***** INFORMATION SUPPLIED *****
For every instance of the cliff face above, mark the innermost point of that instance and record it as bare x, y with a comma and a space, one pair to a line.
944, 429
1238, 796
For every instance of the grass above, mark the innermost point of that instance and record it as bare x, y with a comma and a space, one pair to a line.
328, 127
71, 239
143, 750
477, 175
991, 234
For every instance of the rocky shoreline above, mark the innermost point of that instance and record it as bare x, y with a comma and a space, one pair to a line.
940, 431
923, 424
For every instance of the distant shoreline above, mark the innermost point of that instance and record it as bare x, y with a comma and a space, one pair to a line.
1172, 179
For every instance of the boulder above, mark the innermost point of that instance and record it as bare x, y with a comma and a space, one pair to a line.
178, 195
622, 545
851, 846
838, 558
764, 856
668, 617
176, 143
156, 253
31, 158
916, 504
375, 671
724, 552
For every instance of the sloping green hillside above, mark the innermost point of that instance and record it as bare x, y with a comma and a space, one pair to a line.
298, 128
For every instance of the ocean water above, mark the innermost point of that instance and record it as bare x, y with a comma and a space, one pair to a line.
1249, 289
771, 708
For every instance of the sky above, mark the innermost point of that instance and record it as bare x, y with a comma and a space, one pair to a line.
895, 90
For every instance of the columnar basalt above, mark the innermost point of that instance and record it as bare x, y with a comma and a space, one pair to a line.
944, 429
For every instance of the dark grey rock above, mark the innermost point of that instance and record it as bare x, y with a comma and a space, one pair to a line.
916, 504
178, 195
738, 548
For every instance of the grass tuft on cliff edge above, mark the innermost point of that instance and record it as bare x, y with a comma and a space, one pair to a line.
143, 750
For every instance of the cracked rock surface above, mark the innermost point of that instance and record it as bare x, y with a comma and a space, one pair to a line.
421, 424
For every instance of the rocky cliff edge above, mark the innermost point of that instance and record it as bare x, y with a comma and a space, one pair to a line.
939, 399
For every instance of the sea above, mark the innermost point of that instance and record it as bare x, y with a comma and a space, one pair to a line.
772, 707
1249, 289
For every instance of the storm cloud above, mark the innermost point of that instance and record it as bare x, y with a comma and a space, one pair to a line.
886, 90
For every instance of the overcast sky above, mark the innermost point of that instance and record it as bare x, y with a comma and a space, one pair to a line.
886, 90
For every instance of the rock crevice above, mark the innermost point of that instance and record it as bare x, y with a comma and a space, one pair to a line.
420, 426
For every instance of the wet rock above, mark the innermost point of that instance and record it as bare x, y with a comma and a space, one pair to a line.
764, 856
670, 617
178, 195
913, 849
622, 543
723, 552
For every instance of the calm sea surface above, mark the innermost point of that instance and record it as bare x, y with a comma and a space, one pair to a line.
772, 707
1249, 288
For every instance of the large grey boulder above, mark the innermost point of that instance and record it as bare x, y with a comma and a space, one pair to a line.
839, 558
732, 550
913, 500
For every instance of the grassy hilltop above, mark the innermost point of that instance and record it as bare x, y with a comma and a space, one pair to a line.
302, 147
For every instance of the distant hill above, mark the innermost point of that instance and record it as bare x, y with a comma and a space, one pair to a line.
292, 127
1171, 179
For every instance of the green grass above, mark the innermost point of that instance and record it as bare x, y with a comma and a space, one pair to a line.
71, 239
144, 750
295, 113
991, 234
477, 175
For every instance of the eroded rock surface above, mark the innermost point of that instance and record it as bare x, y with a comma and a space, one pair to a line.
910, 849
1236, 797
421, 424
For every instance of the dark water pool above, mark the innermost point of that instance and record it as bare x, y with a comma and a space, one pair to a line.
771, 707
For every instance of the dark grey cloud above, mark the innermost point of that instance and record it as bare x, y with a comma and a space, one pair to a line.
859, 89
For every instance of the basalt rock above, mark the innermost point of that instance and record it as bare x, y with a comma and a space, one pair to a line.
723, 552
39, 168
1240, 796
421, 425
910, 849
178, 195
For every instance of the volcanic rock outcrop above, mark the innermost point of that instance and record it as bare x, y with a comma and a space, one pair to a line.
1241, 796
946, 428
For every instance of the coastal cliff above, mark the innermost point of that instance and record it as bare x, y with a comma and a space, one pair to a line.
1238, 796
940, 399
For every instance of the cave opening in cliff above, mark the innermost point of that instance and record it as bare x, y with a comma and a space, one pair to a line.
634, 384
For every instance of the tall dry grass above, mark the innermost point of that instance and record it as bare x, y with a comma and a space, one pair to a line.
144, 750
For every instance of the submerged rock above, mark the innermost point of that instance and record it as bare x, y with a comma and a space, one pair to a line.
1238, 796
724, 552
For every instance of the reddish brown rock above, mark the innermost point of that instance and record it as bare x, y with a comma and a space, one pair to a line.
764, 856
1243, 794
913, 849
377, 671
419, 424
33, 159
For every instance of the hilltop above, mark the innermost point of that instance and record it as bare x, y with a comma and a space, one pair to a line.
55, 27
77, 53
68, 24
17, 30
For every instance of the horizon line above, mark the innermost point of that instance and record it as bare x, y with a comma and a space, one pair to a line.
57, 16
*****
BRIEF:
The expected output is the complete data, repeated exactly.

WRITTEN RESPONSE:
For every instance of the cliff face above, mark the innermost point of that instance and record it as bare x, y with a comma and a space, one pair to a line.
944, 429
1238, 796
For every instance of the grass above, mark the innermost point of that instance and record it as bare x, y with a comma and a space, one pair to a line.
328, 127
71, 239
143, 750
477, 175
991, 234
For every instance of the rocky shoreline above, mark the innermost point of that instance and record it as bare x, y with a comma and a space, one pair to a line.
940, 431
923, 424
For every instance of the distant shoreline above, mark the innermost point of that instance and record it as bare x, y with a comma and a space, one pair to a line.
1172, 179
For every instance of the boulder above, mark the innermost point of that instance and record it as bare x, y with a comma and a space, one pair to a line.
178, 195
622, 545
851, 846
838, 558
764, 856
668, 617
176, 143
156, 253
31, 158
916, 504
375, 671
724, 552
For every instance of the sloping green hillside above, mark the innermost point of that instance and record it as bare x, y with a comma and a space, one pair to a line.
298, 128
For every instance of the ocean water above, mark the innermost point of that instance and record it as bare x, y with a comma and a space, one pair to a line.
1249, 289
771, 708
For every instance of the sky above, mark the innermost point of that instance and record it as bare x, y with a comma and a space, one pair to a line.
895, 90
For every instance of the columnar basalt above, mark the innermost point of that instance and record it as bare x, y with a comma and a space, one pair to a line.
944, 429
For every instance of the dark grey rock above, mark the innermost point of that instance and record it as bare x, y with a comma and a space, one pair to a line.
916, 504
178, 195
738, 548
For every instance of the grass tuft on cliff edge above, mark the innermost point of that instance and record it as bare x, y with a comma and a space, one pair to a line.
143, 750
For every instance of the cracked rock surface above, mark the innermost point of that instance and record it as bare x, y with a comma and a space, one pair to a line.
421, 424
For every instance of the rocky cliff edge above, mark the innermost point of that instance and record it as bare x, y with a comma and a space, one pair to a line.
939, 399
For every instance of the sea above, mark the innermost point of that instance and record it as bare x, y with a comma and a space, one pair to a line.
772, 707
1249, 289
For every instance of the storm cloud above, mark the innermost point of that instance and record it as bare x, y with a comma and a space, one pair to a line.
886, 90
For every instance of the overcast sky above, mark the innermost point of that instance and record it as bare x, y with a comma and a space, one pair to a line.
886, 90
For every instance of the rock crevice above, mark the innermost point of that instance and record it as bare x, y with a comma and a space, one pair to a line.
420, 426
For every instance of the wet rock above, mark the innermost point of that instance and record it as bare x, y with a comma and a space, one pair to a line.
764, 856
670, 617
178, 195
913, 849
622, 543
723, 552
For every instance of the calm sea surface above, mark the innermost point of that instance and record it as bare x, y with a comma and a space, one pair to a line.
772, 707
1249, 288
For every instance of the large grey boulder above, mark the innermost point of that instance and record it as bare x, y with a comma and a space, one pair to a line.
839, 558
732, 550
913, 500
For every instance of the grassy hilltop above, mark the innermost point of that instance and record it as bare x, y with a comma and a space, one pair to a line.
302, 147
For every instance of the distant hill above, mark the innermost point of that instance and record it as bare x, y with a comma and a space, one pair to a line.
292, 127
1171, 179
For every instance of the green grass above, mark the innermost point of that instance and record it as bare x, y with a comma and a space, one pair to a line.
71, 239
144, 750
295, 113
991, 234
477, 175
For every instance of the eroded rock surface above, mark the innermost point of that instance and record it as bare x, y with a comma and a space, one pair to a line.
910, 849
1236, 797
421, 424
For every instance of the dark water pool above, mark the innermost point of that instance and record it as bare x, y with a comma and a space, one pair to a line.
771, 707
For every instance of the dark grey cloud above, mark the innermost point of that instance and record it as bare x, y with a comma and a space, one pair to a line.
859, 89
For every instance of the basalt rock above, mark the innermost point of that instance and record it as bare x, y with a comma and a space, one pair to a line.
723, 552
39, 168
1240, 796
421, 425
910, 849
178, 195
For every instance of the volcanic rock outcrop above, mark the innermost point of that instance and record it as bare x, y with a comma and a space, one pair to a line.
1241, 796
946, 428
For every instance of the coastal cliff above, mark the innermost point of that instance and record it as bare x, y with a comma and a space, one pair to a line.
1238, 796
940, 399
For every instance of the cave opening in cliff above, mark the innermost point of that instance and record it as bare x, y with a comma and a space, one pair to a line.
634, 384
For every instance of the tall dry grass above, mark the innermost point of that instance and record it as bare x, y with a comma and a space, one pair to a line.
144, 750
For every instance of the submerged rock above, mark the innermost point of that instance and record it as bare x, y with a comma and a space, one pair to a line.
1238, 796
724, 552
For every instance of the reddish brown rock above, mark the innermost point of that instance and record it as bare x, y with a comma and a space, one pair to a line.
764, 856
1243, 794
913, 849
377, 671
419, 424
33, 159
For every instance of the hilltop above, mark the innermost point of that instance and record it as bare x, y with a comma and a space, one pair to a line.
55, 27
77, 53
68, 24
17, 30
For every instance of the horizon line above, mark the innermost point of that instance and record it as bare x, y with a comma and a space, one pair to a line.
57, 16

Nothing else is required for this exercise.